**REQUIRED ACTION**
Please filter the data down to the lines that include the word "glass" and copy them.

==== PROVIDED ENTRIES

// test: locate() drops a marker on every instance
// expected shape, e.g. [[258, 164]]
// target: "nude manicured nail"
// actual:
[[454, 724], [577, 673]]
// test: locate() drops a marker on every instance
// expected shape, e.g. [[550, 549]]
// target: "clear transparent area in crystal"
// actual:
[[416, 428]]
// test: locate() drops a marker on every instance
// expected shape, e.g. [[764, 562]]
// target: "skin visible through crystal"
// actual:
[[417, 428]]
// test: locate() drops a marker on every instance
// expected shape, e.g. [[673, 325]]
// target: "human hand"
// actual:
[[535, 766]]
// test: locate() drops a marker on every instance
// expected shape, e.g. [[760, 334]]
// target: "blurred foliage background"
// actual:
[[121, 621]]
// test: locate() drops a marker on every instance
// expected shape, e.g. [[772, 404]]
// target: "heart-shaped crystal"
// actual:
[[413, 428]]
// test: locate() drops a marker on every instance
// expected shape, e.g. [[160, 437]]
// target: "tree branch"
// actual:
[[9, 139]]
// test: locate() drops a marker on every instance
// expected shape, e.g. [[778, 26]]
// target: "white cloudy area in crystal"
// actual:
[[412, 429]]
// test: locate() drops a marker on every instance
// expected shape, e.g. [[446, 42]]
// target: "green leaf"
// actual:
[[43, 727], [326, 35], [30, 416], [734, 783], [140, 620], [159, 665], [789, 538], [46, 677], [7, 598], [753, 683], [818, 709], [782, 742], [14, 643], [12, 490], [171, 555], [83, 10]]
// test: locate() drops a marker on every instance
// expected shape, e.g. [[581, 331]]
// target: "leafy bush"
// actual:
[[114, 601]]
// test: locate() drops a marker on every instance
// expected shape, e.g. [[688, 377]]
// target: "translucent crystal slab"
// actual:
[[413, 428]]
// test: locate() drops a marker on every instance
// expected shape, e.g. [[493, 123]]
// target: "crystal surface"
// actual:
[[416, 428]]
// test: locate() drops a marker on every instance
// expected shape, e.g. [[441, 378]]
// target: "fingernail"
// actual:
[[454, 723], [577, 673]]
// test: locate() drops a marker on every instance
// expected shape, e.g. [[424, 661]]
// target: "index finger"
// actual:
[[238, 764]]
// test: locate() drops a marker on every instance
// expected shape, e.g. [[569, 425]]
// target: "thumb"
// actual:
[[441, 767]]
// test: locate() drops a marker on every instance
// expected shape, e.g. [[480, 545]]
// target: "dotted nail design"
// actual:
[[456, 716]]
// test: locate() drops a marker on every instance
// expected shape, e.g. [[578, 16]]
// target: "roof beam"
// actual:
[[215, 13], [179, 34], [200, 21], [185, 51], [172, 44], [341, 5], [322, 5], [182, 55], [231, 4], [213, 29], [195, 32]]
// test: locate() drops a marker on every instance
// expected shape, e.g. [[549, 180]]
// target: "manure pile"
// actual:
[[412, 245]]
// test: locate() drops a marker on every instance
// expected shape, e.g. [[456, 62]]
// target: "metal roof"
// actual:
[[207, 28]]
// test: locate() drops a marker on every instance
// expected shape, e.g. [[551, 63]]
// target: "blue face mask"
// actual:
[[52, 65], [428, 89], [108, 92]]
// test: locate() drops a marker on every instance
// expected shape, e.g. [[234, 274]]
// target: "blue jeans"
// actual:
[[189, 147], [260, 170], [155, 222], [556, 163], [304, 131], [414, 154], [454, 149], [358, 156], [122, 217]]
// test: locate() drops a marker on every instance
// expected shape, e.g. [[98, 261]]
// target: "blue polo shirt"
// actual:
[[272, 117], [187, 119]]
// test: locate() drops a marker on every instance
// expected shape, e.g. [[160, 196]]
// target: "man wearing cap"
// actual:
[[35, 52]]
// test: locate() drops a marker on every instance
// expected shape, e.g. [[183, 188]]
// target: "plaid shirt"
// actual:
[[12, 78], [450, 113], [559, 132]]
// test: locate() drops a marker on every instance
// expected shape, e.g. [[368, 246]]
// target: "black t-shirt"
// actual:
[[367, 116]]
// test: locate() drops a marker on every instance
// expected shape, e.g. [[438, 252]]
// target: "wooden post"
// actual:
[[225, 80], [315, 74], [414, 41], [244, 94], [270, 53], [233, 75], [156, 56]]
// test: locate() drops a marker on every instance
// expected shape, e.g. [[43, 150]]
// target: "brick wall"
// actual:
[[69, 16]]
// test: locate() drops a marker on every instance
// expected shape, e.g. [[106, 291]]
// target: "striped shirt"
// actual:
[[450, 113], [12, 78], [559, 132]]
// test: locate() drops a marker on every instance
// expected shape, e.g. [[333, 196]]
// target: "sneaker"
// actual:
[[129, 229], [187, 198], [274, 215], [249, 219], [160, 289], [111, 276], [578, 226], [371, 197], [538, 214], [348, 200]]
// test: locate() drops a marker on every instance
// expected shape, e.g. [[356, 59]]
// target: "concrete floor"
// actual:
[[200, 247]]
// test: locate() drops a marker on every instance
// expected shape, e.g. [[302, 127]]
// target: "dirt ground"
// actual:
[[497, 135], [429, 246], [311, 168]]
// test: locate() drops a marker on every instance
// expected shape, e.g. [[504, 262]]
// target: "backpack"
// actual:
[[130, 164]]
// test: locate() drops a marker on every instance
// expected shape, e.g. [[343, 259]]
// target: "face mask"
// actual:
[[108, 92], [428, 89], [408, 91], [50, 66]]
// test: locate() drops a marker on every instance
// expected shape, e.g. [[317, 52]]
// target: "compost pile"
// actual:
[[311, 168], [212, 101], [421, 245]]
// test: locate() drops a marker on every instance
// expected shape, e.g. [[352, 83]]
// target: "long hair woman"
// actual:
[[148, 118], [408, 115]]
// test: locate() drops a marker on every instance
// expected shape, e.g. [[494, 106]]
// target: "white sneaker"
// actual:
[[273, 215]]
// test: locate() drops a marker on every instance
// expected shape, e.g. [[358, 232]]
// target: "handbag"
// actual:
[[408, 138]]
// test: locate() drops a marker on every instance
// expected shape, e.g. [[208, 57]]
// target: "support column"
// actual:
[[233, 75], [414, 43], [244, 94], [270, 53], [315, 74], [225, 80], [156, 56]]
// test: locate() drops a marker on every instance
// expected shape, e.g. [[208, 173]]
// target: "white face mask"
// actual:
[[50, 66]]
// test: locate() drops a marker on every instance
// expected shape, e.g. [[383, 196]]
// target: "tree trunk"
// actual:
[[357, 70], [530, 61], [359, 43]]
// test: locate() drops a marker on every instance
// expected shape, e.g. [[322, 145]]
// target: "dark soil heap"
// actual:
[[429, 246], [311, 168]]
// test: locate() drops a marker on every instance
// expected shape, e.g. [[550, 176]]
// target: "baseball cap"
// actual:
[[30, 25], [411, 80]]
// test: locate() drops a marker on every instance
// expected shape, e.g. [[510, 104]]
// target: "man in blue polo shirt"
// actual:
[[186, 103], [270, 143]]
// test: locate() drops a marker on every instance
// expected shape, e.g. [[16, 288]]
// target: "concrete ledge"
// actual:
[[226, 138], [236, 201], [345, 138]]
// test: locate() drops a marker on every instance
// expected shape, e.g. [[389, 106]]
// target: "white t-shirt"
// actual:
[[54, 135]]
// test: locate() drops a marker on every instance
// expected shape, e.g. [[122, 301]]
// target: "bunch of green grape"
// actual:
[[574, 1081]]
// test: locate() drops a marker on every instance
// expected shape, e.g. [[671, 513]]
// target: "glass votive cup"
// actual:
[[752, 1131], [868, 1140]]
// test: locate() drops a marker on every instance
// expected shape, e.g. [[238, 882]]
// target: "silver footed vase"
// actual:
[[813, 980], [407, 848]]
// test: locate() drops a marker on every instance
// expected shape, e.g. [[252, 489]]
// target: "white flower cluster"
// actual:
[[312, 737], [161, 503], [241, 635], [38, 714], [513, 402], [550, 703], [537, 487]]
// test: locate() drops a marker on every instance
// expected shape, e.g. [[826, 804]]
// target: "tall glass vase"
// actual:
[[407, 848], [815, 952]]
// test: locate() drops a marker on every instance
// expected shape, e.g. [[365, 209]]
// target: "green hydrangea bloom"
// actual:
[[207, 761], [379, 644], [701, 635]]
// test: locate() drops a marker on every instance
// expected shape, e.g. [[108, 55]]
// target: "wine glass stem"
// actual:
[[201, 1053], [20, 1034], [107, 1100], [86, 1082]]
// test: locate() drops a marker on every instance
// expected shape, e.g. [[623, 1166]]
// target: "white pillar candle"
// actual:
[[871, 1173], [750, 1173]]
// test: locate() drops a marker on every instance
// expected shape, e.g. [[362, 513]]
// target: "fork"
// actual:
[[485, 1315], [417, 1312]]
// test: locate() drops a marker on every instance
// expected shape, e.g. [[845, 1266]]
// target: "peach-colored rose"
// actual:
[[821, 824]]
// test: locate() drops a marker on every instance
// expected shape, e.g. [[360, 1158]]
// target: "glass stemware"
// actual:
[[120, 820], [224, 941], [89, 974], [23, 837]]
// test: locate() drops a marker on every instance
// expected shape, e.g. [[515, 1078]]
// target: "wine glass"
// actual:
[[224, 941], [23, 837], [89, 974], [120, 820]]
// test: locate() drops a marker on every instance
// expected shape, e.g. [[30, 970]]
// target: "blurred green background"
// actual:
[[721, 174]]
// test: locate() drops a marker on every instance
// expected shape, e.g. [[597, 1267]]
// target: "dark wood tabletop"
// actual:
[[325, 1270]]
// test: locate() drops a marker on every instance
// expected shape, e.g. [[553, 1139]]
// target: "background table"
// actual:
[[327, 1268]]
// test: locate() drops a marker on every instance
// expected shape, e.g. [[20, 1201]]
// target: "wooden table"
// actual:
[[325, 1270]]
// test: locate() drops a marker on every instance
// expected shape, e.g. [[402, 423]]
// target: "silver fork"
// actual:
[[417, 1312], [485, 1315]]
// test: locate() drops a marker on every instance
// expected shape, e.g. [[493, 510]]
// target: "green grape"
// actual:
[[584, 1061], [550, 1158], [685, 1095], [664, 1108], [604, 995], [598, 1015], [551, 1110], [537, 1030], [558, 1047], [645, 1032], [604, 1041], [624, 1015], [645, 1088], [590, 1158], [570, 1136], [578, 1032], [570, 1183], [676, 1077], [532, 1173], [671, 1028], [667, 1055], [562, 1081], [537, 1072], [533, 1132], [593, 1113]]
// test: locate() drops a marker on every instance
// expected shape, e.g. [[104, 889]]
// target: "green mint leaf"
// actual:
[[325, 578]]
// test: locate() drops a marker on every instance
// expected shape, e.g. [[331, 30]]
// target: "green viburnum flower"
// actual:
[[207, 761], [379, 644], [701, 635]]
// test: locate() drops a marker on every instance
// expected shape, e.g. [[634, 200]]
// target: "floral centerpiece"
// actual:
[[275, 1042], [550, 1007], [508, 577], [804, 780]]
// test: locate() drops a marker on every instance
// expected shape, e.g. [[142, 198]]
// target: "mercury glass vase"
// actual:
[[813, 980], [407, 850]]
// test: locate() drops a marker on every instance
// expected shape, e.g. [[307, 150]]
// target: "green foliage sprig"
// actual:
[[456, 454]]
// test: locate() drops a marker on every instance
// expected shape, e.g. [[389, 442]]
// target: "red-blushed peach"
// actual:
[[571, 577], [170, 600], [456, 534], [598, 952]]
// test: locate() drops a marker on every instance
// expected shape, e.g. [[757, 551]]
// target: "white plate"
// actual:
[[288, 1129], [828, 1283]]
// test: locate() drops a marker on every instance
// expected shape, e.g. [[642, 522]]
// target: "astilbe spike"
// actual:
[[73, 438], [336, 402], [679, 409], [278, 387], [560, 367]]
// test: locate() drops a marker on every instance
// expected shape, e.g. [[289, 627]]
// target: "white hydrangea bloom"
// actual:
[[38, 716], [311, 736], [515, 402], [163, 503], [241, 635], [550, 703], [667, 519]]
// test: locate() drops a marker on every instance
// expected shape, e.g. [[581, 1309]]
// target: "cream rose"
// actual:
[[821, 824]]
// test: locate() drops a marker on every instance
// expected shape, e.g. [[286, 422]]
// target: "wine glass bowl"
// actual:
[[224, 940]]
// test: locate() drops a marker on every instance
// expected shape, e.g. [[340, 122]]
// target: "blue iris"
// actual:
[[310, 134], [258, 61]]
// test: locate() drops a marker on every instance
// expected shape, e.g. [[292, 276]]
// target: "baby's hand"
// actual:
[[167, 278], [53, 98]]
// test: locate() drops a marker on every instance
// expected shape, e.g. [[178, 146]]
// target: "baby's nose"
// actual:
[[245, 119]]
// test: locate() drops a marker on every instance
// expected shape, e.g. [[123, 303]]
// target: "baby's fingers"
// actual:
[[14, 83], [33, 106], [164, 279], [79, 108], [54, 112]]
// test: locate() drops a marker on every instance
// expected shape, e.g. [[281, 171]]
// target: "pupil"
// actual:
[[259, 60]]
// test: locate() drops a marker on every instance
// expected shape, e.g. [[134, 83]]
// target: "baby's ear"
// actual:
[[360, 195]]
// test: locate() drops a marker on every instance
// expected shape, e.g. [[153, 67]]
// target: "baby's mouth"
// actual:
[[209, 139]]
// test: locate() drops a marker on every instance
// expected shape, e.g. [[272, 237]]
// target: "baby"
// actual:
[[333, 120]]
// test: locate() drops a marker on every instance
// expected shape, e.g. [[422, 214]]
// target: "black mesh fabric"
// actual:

========

**WRITTEN RESPONSE**
// target: "glass votive cup"
// target: "tall glass vase"
// target: "wine glass stem"
// target: "glass stemware"
// target: "wine glass"
// target: "mercury glass vase"
// target: "wine glass bowl"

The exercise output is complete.